Rescale the records starting at the line that contains "the eyelash, placing" and ending at the end of the records, writing out every line again, requests included. Multiply each point coordinate in the answers by 1.9 and round it to a whole number, with halves rounded up.

___ Listed records

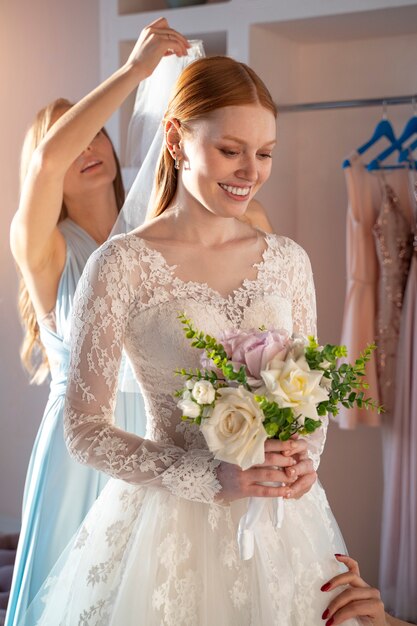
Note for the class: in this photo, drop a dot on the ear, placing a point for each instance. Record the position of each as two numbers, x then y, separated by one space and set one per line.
173 137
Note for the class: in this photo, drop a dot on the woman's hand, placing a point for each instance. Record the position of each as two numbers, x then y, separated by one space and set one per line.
155 41
285 462
357 600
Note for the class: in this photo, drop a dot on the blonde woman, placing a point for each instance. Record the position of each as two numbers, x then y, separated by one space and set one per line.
71 194
73 174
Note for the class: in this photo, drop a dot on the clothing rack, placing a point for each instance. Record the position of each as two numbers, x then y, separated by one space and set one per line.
348 104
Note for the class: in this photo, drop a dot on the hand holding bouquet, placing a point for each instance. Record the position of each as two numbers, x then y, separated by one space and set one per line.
260 384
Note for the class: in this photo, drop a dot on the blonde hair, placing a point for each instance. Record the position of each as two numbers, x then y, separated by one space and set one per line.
205 85
32 351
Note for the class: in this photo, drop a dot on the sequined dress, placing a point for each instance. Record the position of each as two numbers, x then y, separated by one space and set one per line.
157 548
393 242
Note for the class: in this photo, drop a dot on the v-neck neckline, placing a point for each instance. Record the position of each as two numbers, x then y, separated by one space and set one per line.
245 284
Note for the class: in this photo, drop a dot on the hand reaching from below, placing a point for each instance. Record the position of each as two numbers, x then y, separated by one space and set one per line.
285 462
358 599
155 41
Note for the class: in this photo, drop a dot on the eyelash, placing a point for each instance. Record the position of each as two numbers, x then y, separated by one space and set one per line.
232 153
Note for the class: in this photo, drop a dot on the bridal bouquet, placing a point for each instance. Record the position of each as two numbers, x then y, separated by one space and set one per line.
259 384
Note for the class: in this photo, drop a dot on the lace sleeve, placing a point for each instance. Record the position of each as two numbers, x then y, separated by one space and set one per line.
101 315
305 323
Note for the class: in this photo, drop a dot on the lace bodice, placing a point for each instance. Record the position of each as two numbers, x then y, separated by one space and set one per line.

______

**Response:**
Note for the class: in this photo, drop a dot on the eyelash, placing a point for each instance. Record the position of each as two numbers, x then y, separated by one space and set one per line.
441 291
Note for the class: in this photo, drop a dot on the bridal bouquet, placing a point for each instance. Record the position of each as two numbers, x then y, separated by one space and set one per line.
492 730
Note for the class: in this photo, drop a dot on the lace sleeve, placing a point for each instance. Record the position of each as two numbers, x then y, separated by one space and set one per line.
192 599
580 614
Note for the class: in this photo, drop a dot on the lace bodice, placing a point for each instance. Record the position of each as two numbers, x then y, separated by one space and set one per line.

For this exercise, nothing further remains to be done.